To be done
Copy out each of the lines below verbatim, without changing a single character.

*** Listing ***

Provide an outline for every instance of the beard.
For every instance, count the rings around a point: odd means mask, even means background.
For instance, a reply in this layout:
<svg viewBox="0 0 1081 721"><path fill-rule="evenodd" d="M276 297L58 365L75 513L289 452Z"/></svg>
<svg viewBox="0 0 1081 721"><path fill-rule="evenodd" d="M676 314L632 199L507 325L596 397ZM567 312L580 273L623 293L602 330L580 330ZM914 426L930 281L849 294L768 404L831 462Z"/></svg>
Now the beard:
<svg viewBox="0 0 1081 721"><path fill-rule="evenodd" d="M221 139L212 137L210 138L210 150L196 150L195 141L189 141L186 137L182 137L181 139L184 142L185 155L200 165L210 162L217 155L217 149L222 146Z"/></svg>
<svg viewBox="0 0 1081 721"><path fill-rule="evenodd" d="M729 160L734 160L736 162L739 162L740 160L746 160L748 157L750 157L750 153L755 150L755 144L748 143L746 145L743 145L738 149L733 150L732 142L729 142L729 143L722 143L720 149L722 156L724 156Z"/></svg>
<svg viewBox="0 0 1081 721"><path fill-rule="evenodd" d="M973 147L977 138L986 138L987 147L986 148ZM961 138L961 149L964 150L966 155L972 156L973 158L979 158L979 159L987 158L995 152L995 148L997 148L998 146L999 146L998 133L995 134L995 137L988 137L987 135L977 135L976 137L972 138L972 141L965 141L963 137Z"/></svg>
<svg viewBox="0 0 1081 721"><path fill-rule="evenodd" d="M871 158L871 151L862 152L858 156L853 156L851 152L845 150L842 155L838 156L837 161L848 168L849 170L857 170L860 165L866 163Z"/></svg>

***

Complete answer
Provide an outline for every instance of the beard.
For every instance, count the rings around a point: odd means mask, even means background.
For instance, a reply in this layout:
<svg viewBox="0 0 1081 721"><path fill-rule="evenodd" d="M276 297L58 365L75 513L289 452Z"/></svg>
<svg viewBox="0 0 1081 721"><path fill-rule="evenodd" d="M676 314L632 199L507 325L596 397ZM567 312L580 273L623 293L602 330L580 330ZM914 426L930 281L849 294L768 404L831 462Z"/></svg>
Now the beard:
<svg viewBox="0 0 1081 721"><path fill-rule="evenodd" d="M221 139L212 137L210 138L210 150L196 150L195 141L189 141L186 137L182 137L181 139L184 142L185 155L200 165L210 162L217 155L217 149L222 146Z"/></svg>
<svg viewBox="0 0 1081 721"><path fill-rule="evenodd" d="M729 160L734 160L736 162L739 162L740 160L746 160L748 157L750 157L750 153L755 150L755 144L748 143L746 145L743 145L738 149L733 150L732 142L729 142L729 143L722 143L720 149L722 156L724 156Z"/></svg>
<svg viewBox="0 0 1081 721"><path fill-rule="evenodd" d="M973 147L977 138L986 138L987 147L986 148ZM961 138L961 149L964 150L966 155L972 156L973 158L979 158L979 159L987 158L995 152L995 148L997 148L998 146L999 146L998 133L995 134L995 137L988 137L987 135L977 135L976 137L972 138L972 141L965 141L963 137Z"/></svg>
<svg viewBox="0 0 1081 721"><path fill-rule="evenodd" d="M871 158L871 151L862 152L858 156L853 156L851 152L845 150L842 155L838 156L837 161L848 168L849 170L857 170L860 165L866 163Z"/></svg>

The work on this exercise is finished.